Extracted data entries:
--- START ---

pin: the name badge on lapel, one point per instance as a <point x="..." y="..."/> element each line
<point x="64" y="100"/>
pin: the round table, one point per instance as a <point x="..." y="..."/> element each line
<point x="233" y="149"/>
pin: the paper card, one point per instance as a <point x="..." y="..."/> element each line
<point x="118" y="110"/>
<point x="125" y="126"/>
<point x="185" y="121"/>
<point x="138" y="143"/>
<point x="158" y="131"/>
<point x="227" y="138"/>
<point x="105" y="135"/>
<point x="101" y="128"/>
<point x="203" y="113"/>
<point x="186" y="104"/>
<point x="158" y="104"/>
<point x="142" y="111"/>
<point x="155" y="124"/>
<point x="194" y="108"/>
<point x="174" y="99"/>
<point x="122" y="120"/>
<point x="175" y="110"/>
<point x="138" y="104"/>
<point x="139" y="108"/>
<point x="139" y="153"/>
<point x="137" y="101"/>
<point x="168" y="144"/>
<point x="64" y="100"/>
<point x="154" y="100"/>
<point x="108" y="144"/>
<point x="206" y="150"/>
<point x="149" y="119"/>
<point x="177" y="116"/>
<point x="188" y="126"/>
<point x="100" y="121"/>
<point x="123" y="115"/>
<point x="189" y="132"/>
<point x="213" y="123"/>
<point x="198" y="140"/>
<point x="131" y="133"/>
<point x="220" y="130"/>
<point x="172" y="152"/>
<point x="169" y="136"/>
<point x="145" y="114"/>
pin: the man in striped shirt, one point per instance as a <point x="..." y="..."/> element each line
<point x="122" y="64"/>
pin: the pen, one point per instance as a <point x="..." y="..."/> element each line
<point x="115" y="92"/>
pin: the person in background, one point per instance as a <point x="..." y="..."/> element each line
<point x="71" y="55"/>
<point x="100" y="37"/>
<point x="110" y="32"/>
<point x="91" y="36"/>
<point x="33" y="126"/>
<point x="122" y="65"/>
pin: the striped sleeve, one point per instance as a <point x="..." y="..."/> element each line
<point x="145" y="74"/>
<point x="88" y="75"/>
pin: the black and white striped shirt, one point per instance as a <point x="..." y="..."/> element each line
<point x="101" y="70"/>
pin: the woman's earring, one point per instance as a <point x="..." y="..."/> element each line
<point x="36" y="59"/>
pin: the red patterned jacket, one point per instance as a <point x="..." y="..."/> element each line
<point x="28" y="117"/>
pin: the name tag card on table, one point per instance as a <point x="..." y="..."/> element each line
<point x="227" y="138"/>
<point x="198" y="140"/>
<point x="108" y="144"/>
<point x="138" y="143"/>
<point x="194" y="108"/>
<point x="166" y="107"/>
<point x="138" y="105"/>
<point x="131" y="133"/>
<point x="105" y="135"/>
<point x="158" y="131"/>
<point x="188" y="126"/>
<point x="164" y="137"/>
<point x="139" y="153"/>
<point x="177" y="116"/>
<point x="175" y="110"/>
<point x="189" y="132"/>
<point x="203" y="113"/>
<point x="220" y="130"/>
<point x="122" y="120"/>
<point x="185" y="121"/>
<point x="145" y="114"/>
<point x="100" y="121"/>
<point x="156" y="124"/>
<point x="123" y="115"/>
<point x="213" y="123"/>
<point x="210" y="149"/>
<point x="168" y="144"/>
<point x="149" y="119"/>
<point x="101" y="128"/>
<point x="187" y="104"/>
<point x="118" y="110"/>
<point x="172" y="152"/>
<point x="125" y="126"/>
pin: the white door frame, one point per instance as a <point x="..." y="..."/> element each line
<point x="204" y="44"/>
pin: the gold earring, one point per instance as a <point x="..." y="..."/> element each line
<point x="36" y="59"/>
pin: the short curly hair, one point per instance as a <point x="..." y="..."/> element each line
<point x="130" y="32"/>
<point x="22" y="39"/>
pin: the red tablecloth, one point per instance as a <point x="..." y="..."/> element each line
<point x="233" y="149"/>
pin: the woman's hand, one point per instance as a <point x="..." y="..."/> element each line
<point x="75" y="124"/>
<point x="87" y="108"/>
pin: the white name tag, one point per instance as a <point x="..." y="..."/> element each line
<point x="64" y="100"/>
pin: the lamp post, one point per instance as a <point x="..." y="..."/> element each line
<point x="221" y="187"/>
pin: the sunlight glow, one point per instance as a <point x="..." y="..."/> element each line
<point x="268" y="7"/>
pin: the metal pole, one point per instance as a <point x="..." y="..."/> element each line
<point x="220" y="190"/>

--- END ---

Goal of the exercise →
Return all data verbatim.

Output of the task →
pin: the name badge on lapel, one point per instance as a <point x="..." y="..."/> element each line
<point x="64" y="100"/>
pin: the round table, one point per instance as a <point x="..." y="..."/> element each line
<point x="233" y="149"/>
pin: the paper card, one point per instance as a <point x="..." y="..."/> element each line
<point x="118" y="110"/>
<point x="125" y="126"/>
<point x="185" y="121"/>
<point x="138" y="143"/>
<point x="158" y="131"/>
<point x="227" y="138"/>
<point x="105" y="135"/>
<point x="101" y="128"/>
<point x="203" y="113"/>
<point x="186" y="104"/>
<point x="158" y="104"/>
<point x="142" y="111"/>
<point x="155" y="124"/>
<point x="194" y="108"/>
<point x="174" y="99"/>
<point x="122" y="120"/>
<point x="175" y="110"/>
<point x="138" y="104"/>
<point x="139" y="108"/>
<point x="139" y="153"/>
<point x="137" y="101"/>
<point x="168" y="144"/>
<point x="64" y="100"/>
<point x="154" y="100"/>
<point x="108" y="144"/>
<point x="206" y="150"/>
<point x="149" y="119"/>
<point x="177" y="116"/>
<point x="188" y="126"/>
<point x="100" y="121"/>
<point x="123" y="115"/>
<point x="189" y="132"/>
<point x="213" y="123"/>
<point x="198" y="140"/>
<point x="131" y="133"/>
<point x="220" y="130"/>
<point x="172" y="152"/>
<point x="169" y="136"/>
<point x="145" y="114"/>
pin: the man in striped shirt, one point per instance as a <point x="..." y="..."/> element each line
<point x="122" y="64"/>
pin: the pen, one point per instance as a <point x="..." y="..."/> element each line
<point x="115" y="92"/>
pin: the person in background, one point per instance as a <point x="..." y="..."/> element each line
<point x="71" y="55"/>
<point x="100" y="37"/>
<point x="110" y="32"/>
<point x="91" y="36"/>
<point x="33" y="126"/>
<point x="122" y="65"/>
pin: the striped sleeve, one point per instance as a <point x="..." y="..."/> element each line
<point x="145" y="74"/>
<point x="88" y="75"/>
pin: the black and white striped shirt, one point per instance as a <point x="..." y="..."/> element each line
<point x="101" y="70"/>
pin: the woman's earring, one point per instance as a <point x="..." y="..."/> element each line
<point x="36" y="59"/>
pin: the red patterned jacket, one point per instance as a <point x="..." y="..."/> element each line
<point x="28" y="117"/>
pin: the name tag card on table, one point per instance as a <point x="..." y="..."/> element each line
<point x="227" y="138"/>
<point x="198" y="140"/>
<point x="108" y="144"/>
<point x="138" y="143"/>
<point x="194" y="108"/>
<point x="166" y="107"/>
<point x="138" y="105"/>
<point x="131" y="133"/>
<point x="105" y="135"/>
<point x="158" y="131"/>
<point x="188" y="126"/>
<point x="164" y="137"/>
<point x="139" y="153"/>
<point x="177" y="116"/>
<point x="175" y="110"/>
<point x="189" y="132"/>
<point x="203" y="113"/>
<point x="220" y="130"/>
<point x="122" y="120"/>
<point x="185" y="121"/>
<point x="145" y="114"/>
<point x="100" y="121"/>
<point x="156" y="124"/>
<point x="123" y="115"/>
<point x="213" y="123"/>
<point x="210" y="149"/>
<point x="168" y="144"/>
<point x="149" y="119"/>
<point x="101" y="128"/>
<point x="187" y="104"/>
<point x="118" y="110"/>
<point x="172" y="152"/>
<point x="125" y="126"/>
pin: the white door frame, one point per instance as a <point x="..." y="..."/> element each line
<point x="204" y="44"/>
pin: the gold earring, one point per instance as a <point x="..." y="..."/> element each line
<point x="36" y="59"/>
pin: the short curly hair, one point per instance as a <point x="..." y="..."/> element each line
<point x="130" y="32"/>
<point x="22" y="39"/>
pin: the red tablecloth, one point per instance as a <point x="..." y="..."/> element each line
<point x="233" y="149"/>
pin: the woman's hand, one point per instance as a <point x="..." y="..."/> element each line
<point x="75" y="124"/>
<point x="87" y="108"/>
pin: the white name tag, one point per instance as a <point x="..." y="..."/> element each line
<point x="64" y="100"/>
pin: the lamp post, one point per instance as a <point x="..." y="..."/> element each line
<point x="221" y="187"/>
pin: the sunlight glow, one point per instance as a <point x="..." y="..."/> element each line
<point x="268" y="7"/>
pin: the metal pole, one point per instance as a <point x="..." y="..."/> element each line
<point x="220" y="190"/>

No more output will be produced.